↓
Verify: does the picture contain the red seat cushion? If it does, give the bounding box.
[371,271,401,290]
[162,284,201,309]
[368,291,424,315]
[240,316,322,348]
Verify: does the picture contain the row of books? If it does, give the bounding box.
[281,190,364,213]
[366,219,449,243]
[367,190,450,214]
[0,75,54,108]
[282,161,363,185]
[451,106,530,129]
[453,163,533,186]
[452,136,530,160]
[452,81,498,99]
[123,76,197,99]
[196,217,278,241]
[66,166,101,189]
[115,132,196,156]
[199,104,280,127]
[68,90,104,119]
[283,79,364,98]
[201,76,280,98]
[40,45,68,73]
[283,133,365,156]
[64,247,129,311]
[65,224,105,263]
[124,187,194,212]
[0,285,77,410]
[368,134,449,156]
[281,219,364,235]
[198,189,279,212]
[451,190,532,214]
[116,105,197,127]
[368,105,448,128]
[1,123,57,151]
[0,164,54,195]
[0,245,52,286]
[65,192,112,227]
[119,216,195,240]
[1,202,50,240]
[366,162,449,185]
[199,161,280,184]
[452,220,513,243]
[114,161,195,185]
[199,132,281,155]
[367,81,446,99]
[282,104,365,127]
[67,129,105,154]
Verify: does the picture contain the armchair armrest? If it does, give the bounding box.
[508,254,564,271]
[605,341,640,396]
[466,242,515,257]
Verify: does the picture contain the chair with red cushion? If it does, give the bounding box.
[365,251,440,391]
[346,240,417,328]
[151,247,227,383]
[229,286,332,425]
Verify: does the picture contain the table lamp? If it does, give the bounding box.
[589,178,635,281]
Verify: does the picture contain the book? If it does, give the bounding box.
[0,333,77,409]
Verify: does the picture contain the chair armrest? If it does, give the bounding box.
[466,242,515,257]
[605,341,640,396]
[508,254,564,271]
↑
▶ Directions: Reproduce exactly the line containing "Verify: does the picture contain the chair armrest?" and all lines after it through the end of the listing above; leave out every earlier line.

▶ Response box:
Verify: does the picture contain the chair armrest? If it does, give the bounding box.
[466,242,515,257]
[605,341,640,396]
[508,254,564,271]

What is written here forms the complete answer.